▶ [READING PASSAGE]:
“Da 5 Bloods” mesmerizes as an epic war drama that deals with trauma, racism, and the search for inner peace

A Movie Review by Victor DeBonis

Photo: Netflix

Spike Lee’s latest film, “Da 5 Bloods” is the type of movie that I’d been wanting to see for a while, now. In a time when theaters had been economically hurt bad by the situation at hand and are, at the time of this review, just starting to open back up again, this film came along and forced me to sit through every bit of its admittedly heavy running time (155 minutes) with suspense, and it never once left me bored or feeling that certain parts need to be cut from this epic war drama. The movie stunned me to my core, and it brought me to tears numerous times as it reached the ending credits, and, when the credits finally arrived, I was still staring at the screen in shock, silently pondering its important themes and the urgency with which it illustrated them. Simply reflecting upon the movie, later on in the same day, made me sob afterwards because it did its job perfectly in expressing how far a war or another traumatic event can leave its wounds upon the people who experience them, particularly the minorities who risk their lives and show great bravery through such horrible situations but still end up either being mistreated or ignored. It’s a chilling movie that could speak strongly for someone who feels underrepresented and who fights to fully recover amidst the pains of discrimination and the severe misunderstandings from his normal surroundings or elsewhere. And, it’s brought to life by incredible direction, superb acting, and a script that isn’t afraid to leave hard imprints with its story and ideas.

To me, one of the wonderful gifts of film is the opportunity that it offers other artists and storytellers to carry out voices that can sometimes be underrepresented for themselves or others, similar to them, and give their fresh perspective on why their issues or tales matter so much from the past and today. And, in the case of Lee with this movie, he brings to light the terrible hurt and frustration that African-American lives (and others in the country) underwent during the war and back at home in America through decades of history. He accomplishes this in a way that’s real, raw, and, isn’t afraid to hit where it might emotionally hurt. The way that he tells this story is done with equal amounts of beauty, horror, and moments of optimism that encourage you to sympathize for those who struggle. This movie feels appropriate for recent times, where there have sadly been plenty of times of discord, prejudice, and violent conflict amongst others in different ways, yet it also resonates well for any time where people are seeking greater unity with each other. On top of that, it probably speaks strongly for bold soldiers and lost souls trying to find light from the terrors that they have witnessed and the process of trying to overcome their own trauma in the process. I always knew that Spike was an artist known for his ferocity and honesty when it comes to his work, yet it still surprises me all the more when he creates something, such as this movie, that reaches to my strongest emotions and looms over me in ways that I’m still reflecting over.

▶ [DIRECTION]: Extend the review of "Da 5 Bloods" with new text that picks up after its final sentence. The listing comes from a separate, unrelated source.

▶ [Records from a point-labeling set]:
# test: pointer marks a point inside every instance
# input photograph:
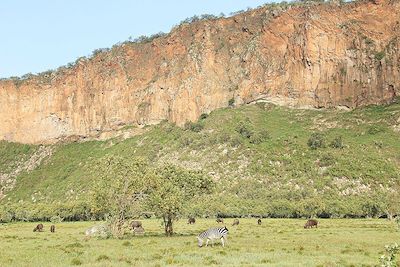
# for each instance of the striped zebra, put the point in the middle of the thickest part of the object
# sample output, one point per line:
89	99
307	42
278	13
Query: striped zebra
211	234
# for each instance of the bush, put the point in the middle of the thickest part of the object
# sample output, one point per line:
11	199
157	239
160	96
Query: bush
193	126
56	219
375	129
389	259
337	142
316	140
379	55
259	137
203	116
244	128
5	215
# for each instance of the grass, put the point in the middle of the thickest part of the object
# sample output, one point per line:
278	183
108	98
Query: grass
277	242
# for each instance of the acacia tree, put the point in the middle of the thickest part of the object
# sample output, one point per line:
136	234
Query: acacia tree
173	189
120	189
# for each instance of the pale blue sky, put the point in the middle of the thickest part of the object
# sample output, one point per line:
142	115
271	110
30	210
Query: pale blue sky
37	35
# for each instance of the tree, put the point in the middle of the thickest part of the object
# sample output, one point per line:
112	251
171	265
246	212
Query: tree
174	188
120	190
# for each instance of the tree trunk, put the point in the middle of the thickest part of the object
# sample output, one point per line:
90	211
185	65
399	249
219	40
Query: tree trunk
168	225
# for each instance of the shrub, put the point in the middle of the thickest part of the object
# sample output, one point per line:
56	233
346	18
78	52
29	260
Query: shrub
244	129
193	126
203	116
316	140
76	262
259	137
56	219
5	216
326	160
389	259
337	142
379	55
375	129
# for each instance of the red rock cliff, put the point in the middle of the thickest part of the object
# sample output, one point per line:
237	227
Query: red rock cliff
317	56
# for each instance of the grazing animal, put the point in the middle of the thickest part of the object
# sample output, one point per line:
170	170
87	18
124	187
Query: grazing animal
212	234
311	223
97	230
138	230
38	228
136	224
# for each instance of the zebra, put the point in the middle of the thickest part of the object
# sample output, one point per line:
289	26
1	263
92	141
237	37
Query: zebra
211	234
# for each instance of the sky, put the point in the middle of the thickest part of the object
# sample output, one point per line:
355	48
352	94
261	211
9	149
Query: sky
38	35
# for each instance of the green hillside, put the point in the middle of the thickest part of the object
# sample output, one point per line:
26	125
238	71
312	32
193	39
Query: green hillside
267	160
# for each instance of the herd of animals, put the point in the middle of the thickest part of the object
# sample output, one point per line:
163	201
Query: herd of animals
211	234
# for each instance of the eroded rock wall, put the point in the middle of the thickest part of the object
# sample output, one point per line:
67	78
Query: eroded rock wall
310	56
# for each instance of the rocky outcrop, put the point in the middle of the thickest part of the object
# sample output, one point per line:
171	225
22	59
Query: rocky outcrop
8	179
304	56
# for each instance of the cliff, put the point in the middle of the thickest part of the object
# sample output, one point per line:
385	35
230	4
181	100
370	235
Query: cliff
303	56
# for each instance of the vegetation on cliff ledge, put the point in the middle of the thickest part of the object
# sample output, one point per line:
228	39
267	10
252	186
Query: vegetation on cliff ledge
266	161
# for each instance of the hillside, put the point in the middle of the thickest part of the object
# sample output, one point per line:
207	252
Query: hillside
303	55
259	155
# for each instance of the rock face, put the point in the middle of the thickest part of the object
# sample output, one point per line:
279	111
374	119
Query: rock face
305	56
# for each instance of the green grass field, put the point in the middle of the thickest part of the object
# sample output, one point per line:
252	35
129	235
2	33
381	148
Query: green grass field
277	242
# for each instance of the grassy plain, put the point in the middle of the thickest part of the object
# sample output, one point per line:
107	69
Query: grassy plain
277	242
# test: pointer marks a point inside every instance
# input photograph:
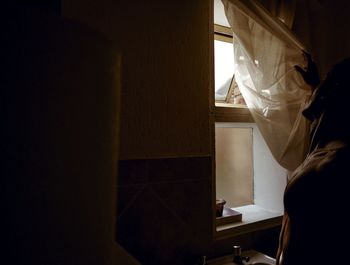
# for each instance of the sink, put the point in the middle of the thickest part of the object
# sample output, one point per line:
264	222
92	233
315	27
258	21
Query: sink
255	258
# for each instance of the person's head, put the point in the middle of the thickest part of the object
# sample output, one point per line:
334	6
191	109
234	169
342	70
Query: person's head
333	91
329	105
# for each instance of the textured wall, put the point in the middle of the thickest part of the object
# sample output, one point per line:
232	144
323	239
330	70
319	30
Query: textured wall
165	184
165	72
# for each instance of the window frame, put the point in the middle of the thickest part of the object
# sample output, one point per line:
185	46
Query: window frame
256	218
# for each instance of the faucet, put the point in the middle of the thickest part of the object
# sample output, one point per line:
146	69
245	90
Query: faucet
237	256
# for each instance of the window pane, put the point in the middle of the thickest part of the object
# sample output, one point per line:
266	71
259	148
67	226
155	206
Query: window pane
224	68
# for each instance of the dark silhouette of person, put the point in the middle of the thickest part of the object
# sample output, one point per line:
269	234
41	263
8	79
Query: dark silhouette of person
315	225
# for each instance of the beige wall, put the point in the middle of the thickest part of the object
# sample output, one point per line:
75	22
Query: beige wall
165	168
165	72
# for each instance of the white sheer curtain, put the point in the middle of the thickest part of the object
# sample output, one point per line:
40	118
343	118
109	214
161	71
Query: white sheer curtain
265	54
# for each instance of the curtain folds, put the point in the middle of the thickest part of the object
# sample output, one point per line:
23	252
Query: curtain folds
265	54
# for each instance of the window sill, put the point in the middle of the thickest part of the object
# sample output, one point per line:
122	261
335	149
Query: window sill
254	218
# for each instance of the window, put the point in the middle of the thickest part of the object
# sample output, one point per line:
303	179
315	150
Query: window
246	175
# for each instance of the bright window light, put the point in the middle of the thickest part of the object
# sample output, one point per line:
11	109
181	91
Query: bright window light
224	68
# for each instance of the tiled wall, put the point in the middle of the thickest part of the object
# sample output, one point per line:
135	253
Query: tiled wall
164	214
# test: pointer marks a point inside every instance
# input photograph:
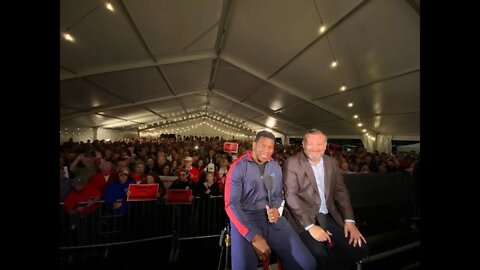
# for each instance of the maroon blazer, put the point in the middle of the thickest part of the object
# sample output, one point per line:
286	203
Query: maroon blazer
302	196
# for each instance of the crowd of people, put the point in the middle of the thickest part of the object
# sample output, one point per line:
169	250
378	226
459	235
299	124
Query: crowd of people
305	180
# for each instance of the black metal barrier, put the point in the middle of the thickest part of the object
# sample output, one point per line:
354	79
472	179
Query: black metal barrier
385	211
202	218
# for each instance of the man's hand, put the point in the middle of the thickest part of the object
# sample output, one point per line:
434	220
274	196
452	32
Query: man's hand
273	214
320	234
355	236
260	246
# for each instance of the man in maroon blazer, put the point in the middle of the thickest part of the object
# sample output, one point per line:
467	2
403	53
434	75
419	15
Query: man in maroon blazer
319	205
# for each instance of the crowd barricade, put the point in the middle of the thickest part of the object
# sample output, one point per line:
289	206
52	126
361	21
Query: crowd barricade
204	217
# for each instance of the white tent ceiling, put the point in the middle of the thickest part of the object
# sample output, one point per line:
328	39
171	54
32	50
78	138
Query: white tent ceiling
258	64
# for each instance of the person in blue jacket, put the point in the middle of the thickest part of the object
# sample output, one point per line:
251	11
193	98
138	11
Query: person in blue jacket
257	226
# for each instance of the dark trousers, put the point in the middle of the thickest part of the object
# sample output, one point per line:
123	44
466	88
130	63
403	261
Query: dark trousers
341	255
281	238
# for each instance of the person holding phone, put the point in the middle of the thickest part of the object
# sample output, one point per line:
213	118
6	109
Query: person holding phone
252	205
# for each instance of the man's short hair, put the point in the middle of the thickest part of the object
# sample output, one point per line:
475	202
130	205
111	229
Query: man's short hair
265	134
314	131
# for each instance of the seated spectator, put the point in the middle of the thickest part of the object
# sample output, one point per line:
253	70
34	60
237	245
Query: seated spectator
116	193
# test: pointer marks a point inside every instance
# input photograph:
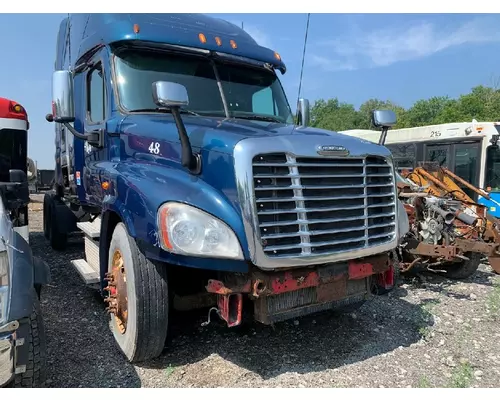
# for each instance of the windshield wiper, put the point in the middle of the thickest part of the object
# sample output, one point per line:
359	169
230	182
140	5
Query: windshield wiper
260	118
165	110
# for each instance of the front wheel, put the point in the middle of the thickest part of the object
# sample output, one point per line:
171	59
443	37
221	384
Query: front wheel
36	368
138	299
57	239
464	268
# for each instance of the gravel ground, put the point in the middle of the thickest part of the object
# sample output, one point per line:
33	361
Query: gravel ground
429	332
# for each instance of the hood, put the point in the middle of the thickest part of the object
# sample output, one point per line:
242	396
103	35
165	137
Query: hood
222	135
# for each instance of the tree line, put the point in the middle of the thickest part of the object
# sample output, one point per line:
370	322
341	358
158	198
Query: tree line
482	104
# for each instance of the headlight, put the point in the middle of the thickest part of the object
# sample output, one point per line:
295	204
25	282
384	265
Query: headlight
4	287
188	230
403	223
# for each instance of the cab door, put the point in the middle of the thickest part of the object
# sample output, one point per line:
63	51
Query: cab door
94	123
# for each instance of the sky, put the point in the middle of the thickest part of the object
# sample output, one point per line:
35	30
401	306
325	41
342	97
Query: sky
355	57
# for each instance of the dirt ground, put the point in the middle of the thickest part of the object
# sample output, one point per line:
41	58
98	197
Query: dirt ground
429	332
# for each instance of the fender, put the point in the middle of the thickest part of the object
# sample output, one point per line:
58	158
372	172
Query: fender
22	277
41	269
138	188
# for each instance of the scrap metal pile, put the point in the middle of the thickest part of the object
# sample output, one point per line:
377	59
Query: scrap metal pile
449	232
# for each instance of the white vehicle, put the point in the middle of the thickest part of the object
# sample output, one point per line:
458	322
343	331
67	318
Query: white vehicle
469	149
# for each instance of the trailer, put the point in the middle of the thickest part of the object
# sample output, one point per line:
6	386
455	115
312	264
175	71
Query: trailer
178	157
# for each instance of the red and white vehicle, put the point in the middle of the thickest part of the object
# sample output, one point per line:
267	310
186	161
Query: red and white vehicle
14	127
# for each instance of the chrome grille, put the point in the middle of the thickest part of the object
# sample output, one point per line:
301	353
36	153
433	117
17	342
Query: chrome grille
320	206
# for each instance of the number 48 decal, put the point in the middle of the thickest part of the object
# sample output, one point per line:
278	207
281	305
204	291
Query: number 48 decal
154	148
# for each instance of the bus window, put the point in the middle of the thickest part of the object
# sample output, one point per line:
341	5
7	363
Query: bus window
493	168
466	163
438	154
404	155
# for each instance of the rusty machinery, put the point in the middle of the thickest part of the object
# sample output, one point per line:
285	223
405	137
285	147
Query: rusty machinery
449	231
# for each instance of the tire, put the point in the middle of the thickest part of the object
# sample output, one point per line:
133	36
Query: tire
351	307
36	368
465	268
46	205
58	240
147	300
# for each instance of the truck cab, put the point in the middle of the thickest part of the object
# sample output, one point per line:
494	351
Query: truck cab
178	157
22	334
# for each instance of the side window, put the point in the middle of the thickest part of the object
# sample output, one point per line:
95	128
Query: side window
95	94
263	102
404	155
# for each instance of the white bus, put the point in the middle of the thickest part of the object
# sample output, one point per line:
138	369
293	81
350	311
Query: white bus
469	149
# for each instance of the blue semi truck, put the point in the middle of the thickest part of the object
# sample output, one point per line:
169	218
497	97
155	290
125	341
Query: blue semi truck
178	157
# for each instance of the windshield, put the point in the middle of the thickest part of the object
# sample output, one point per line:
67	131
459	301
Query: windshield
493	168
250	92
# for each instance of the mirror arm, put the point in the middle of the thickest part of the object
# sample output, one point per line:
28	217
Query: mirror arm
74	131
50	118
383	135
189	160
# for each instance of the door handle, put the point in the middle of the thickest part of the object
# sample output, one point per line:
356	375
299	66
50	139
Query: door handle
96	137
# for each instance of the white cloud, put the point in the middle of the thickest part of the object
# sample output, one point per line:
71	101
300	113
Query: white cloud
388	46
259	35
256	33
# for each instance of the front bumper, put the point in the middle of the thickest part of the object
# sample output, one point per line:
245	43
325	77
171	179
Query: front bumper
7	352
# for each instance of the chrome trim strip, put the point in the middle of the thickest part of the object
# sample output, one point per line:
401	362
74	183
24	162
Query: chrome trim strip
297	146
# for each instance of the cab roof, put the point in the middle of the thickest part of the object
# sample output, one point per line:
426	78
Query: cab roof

▶ [EXERCISE OUTPUT]:
This story is occasionally interweaved with real-life footage from historical events and recordings of what has happened in both the past and present, particularly events leading up to the Vietnam War as well as the aftermath. Placing real footage within a fictional narrative is a tricky act that, depending on how it’s used with the context, can either help or tarnish a movie, but “Da 5 Bloods” thankfully blends such images and recordings with clear purpose. Here, the footage helps paint a picture of how torn America was as it led up to the Vietnam War and the horrors that came from it and followed afterwards with much focus on how it affected many African-American citizens as well as the prejudice and violence that followed them back home. Yet, it also vividly depicts how others were wounded from what they saw and experienced as well, and photos of important people will occasionally pause to allow the audience to absorb the strong words coming from them or related to them, allowing the impact of what they said or did to sink in more.

Images, such as these, and clips sometimes play out to either the sound of silence or mellow Marvin Gaye tunes that match perfectly with the mood and message to echo the confusion and pain that followed through these decades. Even when several African-Americans fought in the Vietnam War and performed heroic acts or suffered physical losses or wounds, some of which still lingered with them for the remainder of their lives, many of them still struggled to find shelter from the prejudice and racism that unfortunately clung to society. The mix of footage and silent images emphasizes many people’s inability to accept others who are different, and they also help to make further note of how those who plainly rejected the Vietnam War itself were also met with much scorn and derision. This film also doesn’t shy away from the fact that this conflict felt much like a lose-lose situation for so many in both Vietnam and America and how its scars never truly left those who were a part of the war, whether they were on the sidelines or charging forward with their own weapons into the heart of the violence itself.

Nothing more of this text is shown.